— Start of Dataset content —

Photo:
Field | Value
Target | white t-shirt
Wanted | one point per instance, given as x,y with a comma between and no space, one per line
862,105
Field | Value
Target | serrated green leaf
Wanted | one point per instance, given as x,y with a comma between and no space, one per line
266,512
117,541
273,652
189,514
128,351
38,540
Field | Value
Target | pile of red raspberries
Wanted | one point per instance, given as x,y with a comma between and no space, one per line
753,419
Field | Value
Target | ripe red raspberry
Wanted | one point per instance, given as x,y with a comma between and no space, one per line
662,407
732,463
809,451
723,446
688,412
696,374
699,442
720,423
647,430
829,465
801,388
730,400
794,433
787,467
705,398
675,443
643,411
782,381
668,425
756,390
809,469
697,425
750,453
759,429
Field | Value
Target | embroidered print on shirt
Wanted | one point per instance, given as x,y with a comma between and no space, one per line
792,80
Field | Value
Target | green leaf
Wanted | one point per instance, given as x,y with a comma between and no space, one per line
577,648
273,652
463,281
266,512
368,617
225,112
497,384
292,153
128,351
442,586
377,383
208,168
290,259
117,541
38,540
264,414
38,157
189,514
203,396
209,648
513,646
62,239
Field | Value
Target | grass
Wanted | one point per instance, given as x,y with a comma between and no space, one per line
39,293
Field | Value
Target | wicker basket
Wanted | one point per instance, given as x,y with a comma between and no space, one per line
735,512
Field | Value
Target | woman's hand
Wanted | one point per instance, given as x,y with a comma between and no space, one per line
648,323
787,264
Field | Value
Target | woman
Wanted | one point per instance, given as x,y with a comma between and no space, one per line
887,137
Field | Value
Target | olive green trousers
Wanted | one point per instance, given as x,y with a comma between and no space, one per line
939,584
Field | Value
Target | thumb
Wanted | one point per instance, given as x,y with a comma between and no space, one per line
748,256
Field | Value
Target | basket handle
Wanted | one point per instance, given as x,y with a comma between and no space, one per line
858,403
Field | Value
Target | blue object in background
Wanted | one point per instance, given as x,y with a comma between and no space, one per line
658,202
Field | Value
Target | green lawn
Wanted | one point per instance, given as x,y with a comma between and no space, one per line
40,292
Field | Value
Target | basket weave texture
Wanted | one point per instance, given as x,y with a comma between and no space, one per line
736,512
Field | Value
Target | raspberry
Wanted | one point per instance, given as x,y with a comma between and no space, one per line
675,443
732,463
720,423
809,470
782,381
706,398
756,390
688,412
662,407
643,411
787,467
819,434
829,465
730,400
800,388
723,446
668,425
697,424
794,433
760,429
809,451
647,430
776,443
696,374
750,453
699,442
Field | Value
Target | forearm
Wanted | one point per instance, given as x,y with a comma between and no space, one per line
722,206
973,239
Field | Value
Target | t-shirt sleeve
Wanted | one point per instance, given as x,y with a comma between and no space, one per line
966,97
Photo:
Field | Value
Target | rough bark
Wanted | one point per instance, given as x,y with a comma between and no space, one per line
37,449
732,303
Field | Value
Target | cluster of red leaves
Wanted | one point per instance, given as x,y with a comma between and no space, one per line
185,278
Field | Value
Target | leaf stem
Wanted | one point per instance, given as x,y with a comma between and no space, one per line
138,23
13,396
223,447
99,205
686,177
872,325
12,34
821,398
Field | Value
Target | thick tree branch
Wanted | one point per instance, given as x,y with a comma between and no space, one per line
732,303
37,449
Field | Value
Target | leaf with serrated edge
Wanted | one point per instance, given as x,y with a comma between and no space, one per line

— End of Dataset content —

Take the entries above and copy them out exactly.

Photo:
Field | Value
Target | white t-shirt
Wanted | one point per instance, given as x,y with a comma between and no space, one per line
862,105
Field | Value
Target | serrated green leaf
Wanted | one point per instance, given as x,y with a comma between and no space, one per line
266,512
117,541
273,652
189,514
128,351
38,540
Field | Value
Target | pile of red raspberries
Wanted | one point per instance, given as x,y with a comma between and no space, one per line
753,419
Field | Value
Target | ripe red raspberry
Wanted | one point per instance, given as x,y with a comma between and no space, one per line
662,407
732,463
809,451
723,446
688,412
696,374
699,442
720,423
647,430
829,465
801,388
730,400
794,433
787,467
705,398
675,443
643,411
782,381
668,425
756,390
809,469
697,425
750,453
759,429
Field | Value
Target | embroidered print on shirt
Wanted | one point per instance, given as x,y with a comma between and no space, one per line
792,80
Field | Value
Target | green leaf
Wanted | one point per instance, given as x,y with a comma between and no space, one per line
577,648
273,652
463,281
266,512
368,617
225,112
497,384
292,153
128,351
442,586
377,383
208,168
290,259
117,541
38,540
264,414
38,157
189,514
203,396
209,648
513,646
62,239
Field | Value
Target | grass
Wanted | one point per instance, given as x,y with a comma between and no space, one per line
39,293
Field | Value
Target | wicker basket
Wanted | one point per instance, given as x,y with a comma between and no space, one per line
735,512
Field | Value
Target | woman's hand
Wanted | one point per instance, given as x,y with a comma between and no space, one per line
648,323
787,264
Field | Value
Target | woman
Wanted | one point per instance, given as x,y with a comma between and no space, one per line
887,137
Field | Value
Target | olive green trousers
Wanted | one point per instance, given as x,y with a comma between and no space, one per line
939,584
Field | Value
Target | thumb
Wanted | one point per instance, given as x,y with a comma between and no space, one per line
748,256
Field | Value
Target | basket handle
Wanted | one point per instance, given as x,y with a comma between and no space, one per line
858,403
Field | Value
Target | blue object in background
Wanted | one point per instance, given as x,y with a comma between and no space, one per line
658,202
Field | Value
Target | green lawn
Wanted | one point per instance, given as x,y with a comma between and no space, one per line
40,292
Field | Value
Target | basket weave texture
Wanted | one point per instance, given as x,y with a comma between and no space, one per line
736,512
Field | Value
Target | raspberry
Wanted | one point per instance, given as x,y with a comma between and no space, one per line
675,443
732,463
720,423
809,470
782,381
706,398
756,390
688,412
662,407
643,411
787,467
819,434
829,465
730,400
800,388
723,446
668,425
697,424
794,433
760,429
809,451
647,430
776,443
696,374
750,453
699,442
Field | Value
Target | forearm
Wanted | one point per instance, given as x,y with a comma between and no space, one per line
722,206
973,239
Field | Value
Target | t-shirt sleeve
Wanted | one point per instance, given as x,y with a comma between and no space, one per line
966,97
Photo:
Field | Value
Target | rough bark
Wanted | one point per instance, given as x,y with a comma between and no space, one per line
37,449
732,303
Field | Value
Target | cluster of red leaves
Wanted | one point per instance, given as x,y with a comma between and no space, one per line
185,278
Field | Value
Target | leaf stem
Wanted | one point per instance, given as x,y with a comma between and no space, one per line
138,23
13,396
223,447
99,205
686,177
872,325
12,34
821,398
Field | Value
Target | thick tree branch
Wanted | one point per instance, given as x,y with a comma between and no space, one per line
732,303
37,449
Field | Value
Target | leaf with serrated edge
Wanted | one point per instance, given as x,y with a comma between and no space, one per line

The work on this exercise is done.